**What is asked:**
State how many lines in the records contain the word "green", and give only that number.

**Records for processing:**
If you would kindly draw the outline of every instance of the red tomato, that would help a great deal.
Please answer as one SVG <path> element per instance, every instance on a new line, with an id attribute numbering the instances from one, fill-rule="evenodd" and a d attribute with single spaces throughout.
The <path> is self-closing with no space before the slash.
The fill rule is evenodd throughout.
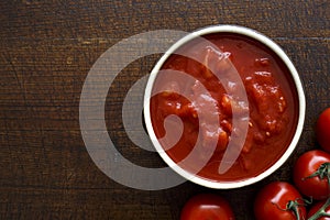
<path id="1" fill-rule="evenodd" d="M 302 154 L 294 167 L 294 182 L 298 190 L 312 199 L 330 196 L 330 154 L 314 150 Z"/>
<path id="2" fill-rule="evenodd" d="M 330 220 L 330 199 L 314 205 L 307 216 L 308 220 Z"/>
<path id="3" fill-rule="evenodd" d="M 187 201 L 182 210 L 180 220 L 234 220 L 234 215 L 223 198 L 200 194 Z"/>
<path id="4" fill-rule="evenodd" d="M 306 208 L 299 191 L 285 182 L 266 185 L 254 202 L 256 220 L 306 219 Z"/>
<path id="5" fill-rule="evenodd" d="M 330 108 L 319 116 L 316 134 L 321 147 L 330 153 Z"/>

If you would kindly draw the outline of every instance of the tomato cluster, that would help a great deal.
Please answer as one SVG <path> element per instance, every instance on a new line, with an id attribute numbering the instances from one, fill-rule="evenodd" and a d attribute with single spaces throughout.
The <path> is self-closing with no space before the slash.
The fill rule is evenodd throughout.
<path id="1" fill-rule="evenodd" d="M 304 153 L 293 168 L 294 184 L 274 182 L 254 201 L 256 220 L 330 219 L 330 108 L 317 121 L 322 150 Z M 309 210 L 307 211 L 307 208 Z M 217 195 L 197 195 L 185 205 L 180 220 L 233 220 L 229 202 Z"/>

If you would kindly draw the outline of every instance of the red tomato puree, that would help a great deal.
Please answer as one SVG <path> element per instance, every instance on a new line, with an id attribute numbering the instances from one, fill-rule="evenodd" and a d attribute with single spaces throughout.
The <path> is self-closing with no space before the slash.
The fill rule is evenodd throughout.
<path id="1" fill-rule="evenodd" d="M 198 45 L 193 40 L 178 50 L 185 53 L 194 50 L 191 53 L 202 56 L 204 63 L 175 54 L 162 66 L 162 69 L 184 72 L 194 77 L 194 80 L 179 80 L 174 74 L 158 73 L 154 88 L 162 87 L 163 91 L 151 99 L 151 118 L 155 134 L 157 139 L 162 139 L 166 133 L 165 118 L 176 114 L 184 124 L 182 136 L 174 146 L 165 146 L 165 143 L 162 143 L 175 163 L 183 161 L 191 152 L 198 142 L 198 133 L 202 132 L 200 142 L 205 152 L 208 151 L 210 140 L 217 139 L 217 147 L 207 164 L 197 173 L 199 177 L 215 182 L 233 182 L 257 176 L 283 155 L 293 139 L 298 118 L 297 94 L 293 88 L 293 79 L 276 54 L 255 40 L 230 33 L 204 37 L 212 44 Z M 215 45 L 217 48 L 213 48 Z M 217 66 L 217 56 L 220 55 L 215 53 L 215 50 L 222 52 L 220 55 L 224 55 L 235 67 L 244 85 L 249 105 L 235 103 L 220 80 L 206 67 L 215 64 Z M 218 65 L 217 68 L 219 77 L 226 77 L 228 68 L 223 65 Z M 208 90 L 208 95 L 201 92 L 201 85 Z M 235 87 L 235 81 L 228 81 L 228 88 L 238 89 Z M 189 99 L 182 96 L 183 90 L 189 95 Z M 198 110 L 208 111 L 208 106 L 215 103 L 216 109 L 207 113 L 207 123 L 200 125 Z M 219 174 L 221 158 L 234 131 L 234 108 L 239 109 L 238 112 L 248 111 L 246 140 L 231 168 L 224 174 Z M 219 120 L 215 120 L 215 117 Z M 209 128 L 215 127 L 218 128 L 217 132 L 210 132 Z M 199 156 L 202 157 L 204 153 L 200 152 Z M 183 168 L 189 172 L 189 166 Z"/>

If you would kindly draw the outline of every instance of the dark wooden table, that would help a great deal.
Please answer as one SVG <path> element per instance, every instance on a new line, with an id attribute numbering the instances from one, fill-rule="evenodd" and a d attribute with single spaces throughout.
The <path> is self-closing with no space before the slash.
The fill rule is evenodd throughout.
<path id="1" fill-rule="evenodd" d="M 315 123 L 330 106 L 330 2 L 310 1 L 1 1 L 0 219 L 178 219 L 198 193 L 227 198 L 238 220 L 253 219 L 257 189 L 290 182 L 297 157 L 317 147 Z M 278 43 L 304 81 L 307 117 L 299 145 L 274 175 L 250 187 L 212 190 L 184 183 L 163 190 L 113 182 L 90 158 L 79 127 L 85 78 L 109 47 L 131 35 L 211 24 L 255 29 Z M 163 165 L 136 147 L 121 122 L 125 94 L 158 54 L 131 63 L 113 81 L 108 131 L 122 154 L 141 166 Z"/>

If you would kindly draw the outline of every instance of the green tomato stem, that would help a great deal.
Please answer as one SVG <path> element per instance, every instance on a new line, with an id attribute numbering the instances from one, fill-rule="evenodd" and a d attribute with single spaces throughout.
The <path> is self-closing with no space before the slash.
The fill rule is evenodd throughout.
<path id="1" fill-rule="evenodd" d="M 310 176 L 307 176 L 305 178 L 302 178 L 302 180 L 307 179 L 307 178 L 312 178 L 318 176 L 320 179 L 327 178 L 328 184 L 330 185 L 330 163 L 323 163 L 320 165 L 320 167 Z"/>
<path id="2" fill-rule="evenodd" d="M 315 215 L 312 215 L 308 220 L 317 220 L 321 217 L 330 217 L 330 215 L 326 212 L 326 209 L 329 206 L 330 206 L 330 198 L 328 198 L 326 204 Z"/>

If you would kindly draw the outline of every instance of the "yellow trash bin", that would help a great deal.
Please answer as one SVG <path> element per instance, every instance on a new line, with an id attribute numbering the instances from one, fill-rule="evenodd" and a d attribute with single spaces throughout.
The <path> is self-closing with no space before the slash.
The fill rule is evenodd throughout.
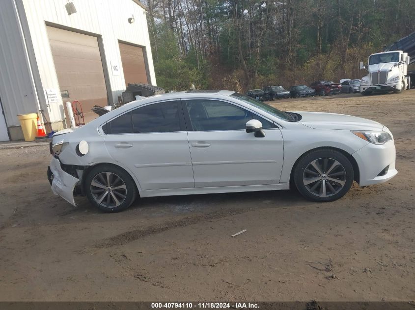
<path id="1" fill-rule="evenodd" d="M 25 141 L 34 141 L 37 133 L 37 113 L 19 114 L 17 116 Z"/>

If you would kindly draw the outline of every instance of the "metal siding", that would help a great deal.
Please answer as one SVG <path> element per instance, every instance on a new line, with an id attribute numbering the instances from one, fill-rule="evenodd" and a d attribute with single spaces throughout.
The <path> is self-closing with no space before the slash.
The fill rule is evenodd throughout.
<path id="1" fill-rule="evenodd" d="M 37 101 L 14 2 L 0 10 L 0 96 L 7 126 L 19 126 L 18 114 L 37 112 Z"/>
<path id="2" fill-rule="evenodd" d="M 122 67 L 118 40 L 146 47 L 151 83 L 156 85 L 145 10 L 133 0 L 72 0 L 77 13 L 70 16 L 65 7 L 67 0 L 18 0 L 21 1 L 24 6 L 32 39 L 33 57 L 39 70 L 43 89 L 38 90 L 39 93 L 42 92 L 39 94 L 42 106 L 46 106 L 45 89 L 59 89 L 45 23 L 101 36 L 105 54 L 102 56 L 105 56 L 112 93 L 110 97 L 110 99 L 112 97 L 113 102 L 117 102 L 118 96 L 125 89 L 122 69 L 119 75 L 113 75 L 111 70 L 111 63 Z M 128 20 L 133 15 L 135 22 L 130 24 Z M 51 104 L 47 110 L 51 121 L 63 119 L 61 102 Z"/>

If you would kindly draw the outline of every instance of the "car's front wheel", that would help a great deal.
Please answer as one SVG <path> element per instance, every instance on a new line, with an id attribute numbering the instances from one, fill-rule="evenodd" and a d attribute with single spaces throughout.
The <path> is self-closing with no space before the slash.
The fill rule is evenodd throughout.
<path id="1" fill-rule="evenodd" d="M 85 178 L 84 184 L 88 199 L 105 212 L 126 209 L 137 196 L 137 189 L 131 176 L 111 165 L 93 168 Z"/>
<path id="2" fill-rule="evenodd" d="M 304 155 L 294 170 L 296 187 L 313 201 L 332 201 L 350 189 L 353 166 L 347 158 L 333 149 L 312 151 Z"/>

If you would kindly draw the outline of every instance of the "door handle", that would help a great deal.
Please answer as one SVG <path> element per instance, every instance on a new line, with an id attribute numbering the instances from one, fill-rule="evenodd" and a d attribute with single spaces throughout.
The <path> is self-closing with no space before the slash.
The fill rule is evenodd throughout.
<path id="1" fill-rule="evenodd" d="M 120 143 L 114 145 L 115 147 L 131 147 L 132 146 L 133 144 L 127 143 Z"/>
<path id="2" fill-rule="evenodd" d="M 192 143 L 192 146 L 196 147 L 198 146 L 199 147 L 207 147 L 208 146 L 210 146 L 210 143 L 198 142 L 197 143 Z"/>

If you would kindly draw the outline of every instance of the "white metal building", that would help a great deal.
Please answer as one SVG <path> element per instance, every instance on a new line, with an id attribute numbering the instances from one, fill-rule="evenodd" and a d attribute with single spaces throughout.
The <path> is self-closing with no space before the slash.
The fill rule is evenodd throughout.
<path id="1" fill-rule="evenodd" d="M 138 0 L 1 0 L 0 141 L 23 139 L 18 114 L 56 131 L 70 123 L 66 101 L 87 122 L 128 83 L 155 85 L 145 14 Z"/>

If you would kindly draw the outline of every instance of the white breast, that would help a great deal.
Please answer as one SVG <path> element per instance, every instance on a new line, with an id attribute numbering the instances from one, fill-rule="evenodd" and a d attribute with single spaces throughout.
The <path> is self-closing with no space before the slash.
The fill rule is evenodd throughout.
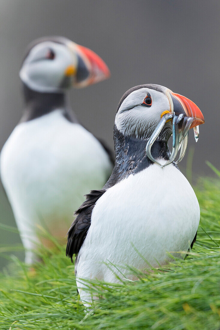
<path id="1" fill-rule="evenodd" d="M 101 262 L 123 272 L 126 264 L 138 269 L 147 263 L 164 264 L 171 260 L 168 252 L 183 258 L 185 253 L 173 252 L 187 251 L 200 217 L 192 188 L 172 164 L 163 169 L 154 164 L 130 175 L 96 203 L 79 253 L 77 276 L 112 281 L 112 272 Z"/>
<path id="2" fill-rule="evenodd" d="M 18 226 L 41 219 L 49 227 L 57 224 L 57 232 L 61 226 L 62 234 L 83 195 L 102 188 L 112 170 L 98 141 L 59 110 L 17 126 L 1 152 L 0 165 Z"/>

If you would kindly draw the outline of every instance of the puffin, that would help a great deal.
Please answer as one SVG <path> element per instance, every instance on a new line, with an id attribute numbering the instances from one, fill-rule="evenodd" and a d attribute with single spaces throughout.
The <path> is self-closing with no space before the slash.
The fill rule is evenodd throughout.
<path id="1" fill-rule="evenodd" d="M 66 95 L 110 74 L 97 54 L 65 38 L 45 37 L 28 47 L 19 72 L 25 108 L 0 156 L 27 264 L 38 259 L 40 242 L 51 245 L 45 231 L 64 243 L 83 195 L 111 175 L 110 149 L 78 122 Z"/>
<path id="2" fill-rule="evenodd" d="M 131 269 L 160 267 L 184 258 L 192 248 L 200 207 L 177 164 L 190 128 L 198 137 L 204 122 L 194 103 L 162 86 L 139 85 L 122 96 L 114 128 L 113 171 L 102 189 L 87 195 L 68 232 L 66 254 L 72 262 L 76 256 L 78 289 L 86 307 L 97 298 L 88 280 L 136 279 Z"/>

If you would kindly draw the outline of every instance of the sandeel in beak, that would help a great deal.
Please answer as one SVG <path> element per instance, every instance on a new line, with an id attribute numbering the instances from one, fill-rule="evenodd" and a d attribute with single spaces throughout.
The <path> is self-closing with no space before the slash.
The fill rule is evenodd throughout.
<path id="1" fill-rule="evenodd" d="M 161 119 L 150 137 L 146 146 L 147 157 L 162 167 L 164 167 L 174 161 L 180 149 L 179 157 L 174 163 L 177 164 L 182 160 L 187 149 L 190 129 L 193 127 L 195 140 L 197 142 L 199 134 L 199 125 L 204 122 L 203 115 L 200 110 L 190 100 L 182 95 L 173 93 L 169 89 L 167 90 L 166 93 L 170 105 L 170 111 L 164 111 L 161 114 Z M 151 149 L 165 123 L 171 120 L 172 120 L 172 149 L 169 158 L 165 164 L 162 165 L 153 157 Z"/>

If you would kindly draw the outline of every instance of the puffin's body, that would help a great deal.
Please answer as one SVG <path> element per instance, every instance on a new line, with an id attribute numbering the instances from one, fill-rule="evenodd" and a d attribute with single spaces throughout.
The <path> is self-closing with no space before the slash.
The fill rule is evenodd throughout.
<path id="1" fill-rule="evenodd" d="M 67 254 L 77 255 L 77 286 L 86 306 L 92 298 L 80 279 L 133 279 L 128 265 L 142 270 L 159 267 L 172 260 L 168 252 L 183 258 L 186 252 L 179 251 L 187 251 L 195 239 L 200 212 L 190 183 L 175 164 L 162 168 L 146 155 L 149 134 L 160 119 L 158 115 L 170 110 L 166 89 L 141 85 L 123 97 L 114 129 L 112 174 L 102 190 L 87 195 L 69 230 Z M 152 108 L 158 103 L 151 113 L 143 106 L 146 95 Z M 162 165 L 170 155 L 170 126 L 165 124 L 152 148 Z"/>
<path id="2" fill-rule="evenodd" d="M 49 44 L 55 52 L 55 43 Z M 64 238 L 83 195 L 102 187 L 112 168 L 102 145 L 75 118 L 64 91 L 34 91 L 27 83 L 26 108 L 1 152 L 0 169 L 30 263 L 39 226 Z"/>

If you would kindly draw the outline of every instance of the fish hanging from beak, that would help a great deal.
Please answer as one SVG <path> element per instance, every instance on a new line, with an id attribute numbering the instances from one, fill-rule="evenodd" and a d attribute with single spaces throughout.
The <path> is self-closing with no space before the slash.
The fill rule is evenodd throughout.
<path id="1" fill-rule="evenodd" d="M 166 94 L 170 102 L 170 111 L 165 111 L 162 113 L 161 119 L 150 137 L 146 146 L 148 157 L 162 167 L 174 161 L 180 149 L 179 157 L 174 163 L 177 164 L 182 160 L 187 149 L 190 129 L 193 128 L 195 140 L 197 142 L 199 134 L 199 125 L 204 122 L 201 111 L 192 101 L 182 95 L 173 93 L 169 89 L 167 89 Z M 171 120 L 172 120 L 172 150 L 168 160 L 164 165 L 162 165 L 153 157 L 151 150 L 166 122 Z"/>

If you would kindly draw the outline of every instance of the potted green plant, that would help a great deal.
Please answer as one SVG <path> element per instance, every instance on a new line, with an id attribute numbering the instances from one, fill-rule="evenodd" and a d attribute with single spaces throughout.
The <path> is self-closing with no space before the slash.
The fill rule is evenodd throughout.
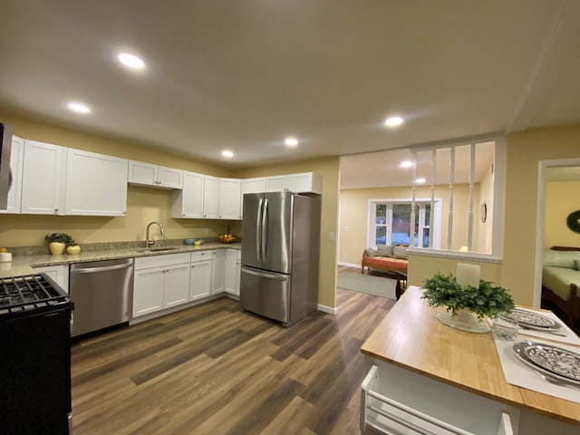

**Solution to the exercise:**
2